■ **What to work on**:
Please reproduce each line of the data below exactly as shown.

━━━━━━

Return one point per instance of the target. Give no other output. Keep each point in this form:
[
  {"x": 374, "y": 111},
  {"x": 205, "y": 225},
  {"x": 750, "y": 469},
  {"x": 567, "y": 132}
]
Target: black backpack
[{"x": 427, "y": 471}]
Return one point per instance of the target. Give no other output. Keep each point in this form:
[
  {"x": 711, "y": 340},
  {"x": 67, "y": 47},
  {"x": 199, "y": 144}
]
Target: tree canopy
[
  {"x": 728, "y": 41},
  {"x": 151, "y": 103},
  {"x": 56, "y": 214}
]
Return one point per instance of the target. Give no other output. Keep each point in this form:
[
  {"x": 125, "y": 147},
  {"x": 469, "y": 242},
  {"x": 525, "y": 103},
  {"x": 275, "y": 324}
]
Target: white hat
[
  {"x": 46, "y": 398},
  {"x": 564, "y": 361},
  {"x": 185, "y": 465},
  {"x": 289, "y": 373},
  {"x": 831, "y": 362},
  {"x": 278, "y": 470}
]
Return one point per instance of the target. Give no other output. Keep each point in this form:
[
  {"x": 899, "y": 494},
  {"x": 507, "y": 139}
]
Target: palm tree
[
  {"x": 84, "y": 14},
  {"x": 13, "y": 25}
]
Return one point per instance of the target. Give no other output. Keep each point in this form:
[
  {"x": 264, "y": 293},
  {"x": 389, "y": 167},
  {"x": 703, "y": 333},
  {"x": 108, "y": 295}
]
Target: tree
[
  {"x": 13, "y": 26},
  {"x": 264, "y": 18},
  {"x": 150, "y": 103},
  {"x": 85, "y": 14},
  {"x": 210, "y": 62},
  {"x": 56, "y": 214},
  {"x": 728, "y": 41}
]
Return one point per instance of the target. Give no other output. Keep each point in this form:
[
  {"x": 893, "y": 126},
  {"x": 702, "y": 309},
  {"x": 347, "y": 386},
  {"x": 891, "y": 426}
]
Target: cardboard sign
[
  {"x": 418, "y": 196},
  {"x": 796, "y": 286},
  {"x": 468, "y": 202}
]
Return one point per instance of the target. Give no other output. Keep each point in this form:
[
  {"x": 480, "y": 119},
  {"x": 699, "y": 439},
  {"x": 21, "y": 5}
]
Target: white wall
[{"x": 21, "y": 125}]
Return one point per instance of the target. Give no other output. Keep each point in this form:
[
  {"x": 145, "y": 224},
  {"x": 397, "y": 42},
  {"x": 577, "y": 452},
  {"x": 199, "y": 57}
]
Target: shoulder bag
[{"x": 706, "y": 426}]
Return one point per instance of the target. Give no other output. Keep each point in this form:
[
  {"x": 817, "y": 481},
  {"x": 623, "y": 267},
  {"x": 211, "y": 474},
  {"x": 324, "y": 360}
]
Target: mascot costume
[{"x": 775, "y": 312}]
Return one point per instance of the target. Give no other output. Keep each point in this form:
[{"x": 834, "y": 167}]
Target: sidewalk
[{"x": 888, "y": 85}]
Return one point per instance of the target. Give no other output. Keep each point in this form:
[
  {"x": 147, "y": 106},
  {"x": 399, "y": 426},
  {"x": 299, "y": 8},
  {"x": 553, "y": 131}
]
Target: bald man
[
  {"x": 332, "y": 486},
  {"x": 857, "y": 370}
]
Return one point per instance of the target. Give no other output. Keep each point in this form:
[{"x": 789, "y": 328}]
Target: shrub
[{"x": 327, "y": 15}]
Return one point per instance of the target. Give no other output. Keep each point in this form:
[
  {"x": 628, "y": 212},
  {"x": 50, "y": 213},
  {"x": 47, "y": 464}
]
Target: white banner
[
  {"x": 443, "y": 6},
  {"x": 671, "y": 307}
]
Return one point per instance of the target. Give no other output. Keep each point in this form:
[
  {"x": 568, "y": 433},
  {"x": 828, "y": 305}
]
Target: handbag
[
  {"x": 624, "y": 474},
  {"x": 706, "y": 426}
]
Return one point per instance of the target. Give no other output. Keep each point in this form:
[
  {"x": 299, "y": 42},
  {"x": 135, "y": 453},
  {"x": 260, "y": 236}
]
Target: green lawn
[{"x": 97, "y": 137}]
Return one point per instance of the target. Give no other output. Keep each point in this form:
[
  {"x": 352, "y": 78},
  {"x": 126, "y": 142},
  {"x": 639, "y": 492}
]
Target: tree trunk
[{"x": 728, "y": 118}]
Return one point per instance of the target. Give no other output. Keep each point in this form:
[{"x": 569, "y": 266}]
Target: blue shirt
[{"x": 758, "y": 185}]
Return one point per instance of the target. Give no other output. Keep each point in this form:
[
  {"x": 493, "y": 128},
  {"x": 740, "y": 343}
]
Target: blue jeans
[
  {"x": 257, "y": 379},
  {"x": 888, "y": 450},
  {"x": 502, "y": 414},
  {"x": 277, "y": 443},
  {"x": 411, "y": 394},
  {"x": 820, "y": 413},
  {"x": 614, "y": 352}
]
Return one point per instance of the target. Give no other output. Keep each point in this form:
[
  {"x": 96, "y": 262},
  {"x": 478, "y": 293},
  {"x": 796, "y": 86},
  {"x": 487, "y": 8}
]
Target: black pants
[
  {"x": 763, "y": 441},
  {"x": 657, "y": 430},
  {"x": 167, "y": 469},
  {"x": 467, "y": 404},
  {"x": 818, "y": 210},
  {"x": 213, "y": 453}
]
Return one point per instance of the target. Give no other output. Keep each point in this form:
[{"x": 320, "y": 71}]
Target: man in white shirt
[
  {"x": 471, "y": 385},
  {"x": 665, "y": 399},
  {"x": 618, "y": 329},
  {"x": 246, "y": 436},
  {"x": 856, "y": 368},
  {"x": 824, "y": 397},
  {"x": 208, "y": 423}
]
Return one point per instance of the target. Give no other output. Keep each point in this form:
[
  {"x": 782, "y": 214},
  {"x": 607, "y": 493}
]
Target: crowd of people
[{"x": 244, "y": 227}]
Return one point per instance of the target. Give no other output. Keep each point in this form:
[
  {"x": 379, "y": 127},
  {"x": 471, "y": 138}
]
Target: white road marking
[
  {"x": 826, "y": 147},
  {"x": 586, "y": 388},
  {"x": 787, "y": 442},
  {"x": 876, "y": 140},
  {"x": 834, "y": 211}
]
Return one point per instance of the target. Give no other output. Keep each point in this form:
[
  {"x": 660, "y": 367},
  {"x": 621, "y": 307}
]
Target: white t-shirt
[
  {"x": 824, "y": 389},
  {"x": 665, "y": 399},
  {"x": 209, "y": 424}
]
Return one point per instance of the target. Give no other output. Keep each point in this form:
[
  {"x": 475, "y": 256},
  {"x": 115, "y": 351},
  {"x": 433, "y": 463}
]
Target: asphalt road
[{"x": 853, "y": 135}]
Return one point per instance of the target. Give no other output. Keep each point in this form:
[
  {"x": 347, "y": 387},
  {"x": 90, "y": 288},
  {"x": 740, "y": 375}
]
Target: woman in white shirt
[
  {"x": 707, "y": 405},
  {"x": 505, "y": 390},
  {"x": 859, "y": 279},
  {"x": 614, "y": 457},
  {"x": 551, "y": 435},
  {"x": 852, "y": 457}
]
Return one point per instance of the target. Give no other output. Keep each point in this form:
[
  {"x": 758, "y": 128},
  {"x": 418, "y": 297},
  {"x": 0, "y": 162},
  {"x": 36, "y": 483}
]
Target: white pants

━━━━━━

■ **Result for this task**:
Return one point per instance of the target. Give no other output. Keep each point in this form:
[
  {"x": 374, "y": 111},
  {"x": 205, "y": 225},
  {"x": 750, "y": 469},
  {"x": 567, "y": 132}
]
Target: black backpack
[{"x": 427, "y": 471}]
Return one point per instance of the target. Give no other output. Keep each point in this form:
[
  {"x": 711, "y": 340},
  {"x": 67, "y": 47},
  {"x": 199, "y": 144}
]
Target: tree canopy
[
  {"x": 728, "y": 41},
  {"x": 151, "y": 103},
  {"x": 56, "y": 214}
]
Return one point per instance of the target. Give no other output. Keep each point in this form:
[
  {"x": 125, "y": 147},
  {"x": 469, "y": 242},
  {"x": 525, "y": 103},
  {"x": 275, "y": 324}
]
Target: white hat
[
  {"x": 46, "y": 398},
  {"x": 564, "y": 361},
  {"x": 185, "y": 465},
  {"x": 289, "y": 373},
  {"x": 831, "y": 362},
  {"x": 278, "y": 470}
]
Return one point per instance of the target. Give no other output. Keep each point in this form:
[
  {"x": 899, "y": 494},
  {"x": 507, "y": 139}
]
Target: palm tree
[
  {"x": 84, "y": 14},
  {"x": 13, "y": 25}
]
Return one point per instance of the target. Give no other output. Keep each point in this form:
[
  {"x": 264, "y": 293},
  {"x": 389, "y": 167},
  {"x": 703, "y": 333},
  {"x": 108, "y": 295}
]
Target: tree
[
  {"x": 13, "y": 26},
  {"x": 264, "y": 18},
  {"x": 150, "y": 103},
  {"x": 85, "y": 14},
  {"x": 210, "y": 62},
  {"x": 56, "y": 214},
  {"x": 728, "y": 41}
]
Return one point per instance of the target. Give no other output. Keep each point in this form:
[
  {"x": 893, "y": 126},
  {"x": 702, "y": 309},
  {"x": 347, "y": 386},
  {"x": 891, "y": 426}
]
Target: cardboard sign
[
  {"x": 418, "y": 196},
  {"x": 796, "y": 286},
  {"x": 468, "y": 202}
]
Return one point per instance of the target. Give no other output. Keep each point in this form:
[
  {"x": 480, "y": 119},
  {"x": 699, "y": 439},
  {"x": 21, "y": 5}
]
Target: white wall
[{"x": 21, "y": 125}]
Return one point per instance of the target. Give no other output. Keep each point in this form:
[
  {"x": 145, "y": 224},
  {"x": 397, "y": 42},
  {"x": 577, "y": 452},
  {"x": 199, "y": 57}
]
Target: shoulder bag
[{"x": 706, "y": 426}]
Return one point per instance of the target. Give no other output. Keep each point in this form:
[
  {"x": 817, "y": 481},
  {"x": 623, "y": 267},
  {"x": 211, "y": 474},
  {"x": 324, "y": 360}
]
Target: mascot costume
[{"x": 775, "y": 312}]
Return one point per instance of the target. Give no other output. Keep each point in this form:
[{"x": 834, "y": 167}]
Target: sidewalk
[{"x": 888, "y": 85}]
Return one point per instance of the target. Give no other output. Keep each point in this form:
[
  {"x": 147, "y": 106},
  {"x": 399, "y": 426},
  {"x": 299, "y": 8},
  {"x": 553, "y": 131}
]
Target: bald man
[
  {"x": 332, "y": 486},
  {"x": 857, "y": 370}
]
Return one point per instance of the target. Give no other output. Keep each point in this form:
[{"x": 789, "y": 328}]
Target: shrub
[{"x": 327, "y": 15}]
Return one point per instance of the target. Give no other output. Keep each point in this form:
[
  {"x": 628, "y": 212},
  {"x": 50, "y": 213},
  {"x": 47, "y": 464}
]
Target: white banner
[
  {"x": 443, "y": 6},
  {"x": 671, "y": 307}
]
Return one point per instance of the target. Give no other output. Keep each point in this form:
[
  {"x": 568, "y": 433},
  {"x": 828, "y": 305}
]
Target: handbag
[
  {"x": 624, "y": 474},
  {"x": 706, "y": 426}
]
Return one point per instance of the target. Give no other output. Keep each point in this form:
[
  {"x": 299, "y": 42},
  {"x": 135, "y": 453},
  {"x": 260, "y": 236}
]
Target: green lawn
[{"x": 97, "y": 137}]
Return one point per instance of the target. Give no other output. Keep each point in this form:
[
  {"x": 352, "y": 78},
  {"x": 126, "y": 142},
  {"x": 639, "y": 492}
]
Target: tree trunk
[{"x": 728, "y": 118}]
Return one point per instance of the target. Give no other output. Keep each point in this form:
[{"x": 569, "y": 266}]
Target: blue shirt
[{"x": 758, "y": 185}]
Return one point per instance of the target. Give no other output. Keep each point in this form:
[
  {"x": 493, "y": 128},
  {"x": 740, "y": 343}
]
Target: blue jeans
[
  {"x": 257, "y": 379},
  {"x": 888, "y": 450},
  {"x": 502, "y": 414},
  {"x": 277, "y": 443},
  {"x": 411, "y": 394},
  {"x": 820, "y": 413},
  {"x": 614, "y": 352}
]
Return one point per instance of the target. Give no other output. Keep each point in this form:
[
  {"x": 96, "y": 262},
  {"x": 478, "y": 293},
  {"x": 796, "y": 86},
  {"x": 487, "y": 8}
]
Target: black pants
[
  {"x": 763, "y": 441},
  {"x": 657, "y": 430},
  {"x": 167, "y": 469},
  {"x": 467, "y": 404},
  {"x": 818, "y": 210},
  {"x": 213, "y": 453}
]
Return one point per instance of the target. Give no other output. Keep each point in this form:
[{"x": 320, "y": 71}]
Target: man in white shirt
[
  {"x": 471, "y": 385},
  {"x": 665, "y": 399},
  {"x": 618, "y": 329},
  {"x": 246, "y": 436},
  {"x": 856, "y": 368},
  {"x": 824, "y": 397},
  {"x": 208, "y": 423}
]
Return one point per instance of the target. Give no other output. Keep each point in this form:
[
  {"x": 782, "y": 214},
  {"x": 607, "y": 493}
]
Target: crowd of people
[{"x": 244, "y": 227}]
Return one point per instance of the target. Give no other output. Keep each point in this form:
[
  {"x": 379, "y": 127},
  {"x": 471, "y": 138}
]
Target: white road marking
[
  {"x": 826, "y": 147},
  {"x": 586, "y": 388},
  {"x": 787, "y": 442},
  {"x": 876, "y": 140},
  {"x": 834, "y": 211}
]
Return one point per instance of the target. Give no other output. Keep each point in this form:
[
  {"x": 660, "y": 367},
  {"x": 621, "y": 307}
]
Target: white t-shirt
[
  {"x": 824, "y": 389},
  {"x": 665, "y": 399},
  {"x": 209, "y": 424}
]
Return one point per instance of the target. Give no other output. Keep each point in this form:
[
  {"x": 475, "y": 256},
  {"x": 115, "y": 351},
  {"x": 433, "y": 463}
]
Target: asphalt road
[{"x": 853, "y": 135}]
Return one point per instance of the target. Give no other output. Keep each point in this form:
[
  {"x": 347, "y": 387},
  {"x": 90, "y": 288},
  {"x": 740, "y": 375}
]
Target: woman in white shirt
[
  {"x": 707, "y": 405},
  {"x": 505, "y": 390},
  {"x": 859, "y": 279},
  {"x": 614, "y": 457},
  {"x": 551, "y": 435},
  {"x": 852, "y": 457}
]
Return one point per instance of the target. Give no other output. Keep each point in this form:
[
  {"x": 758, "y": 128},
  {"x": 418, "y": 297},
  {"x": 0, "y": 162},
  {"x": 36, "y": 483}
]
Target: white pants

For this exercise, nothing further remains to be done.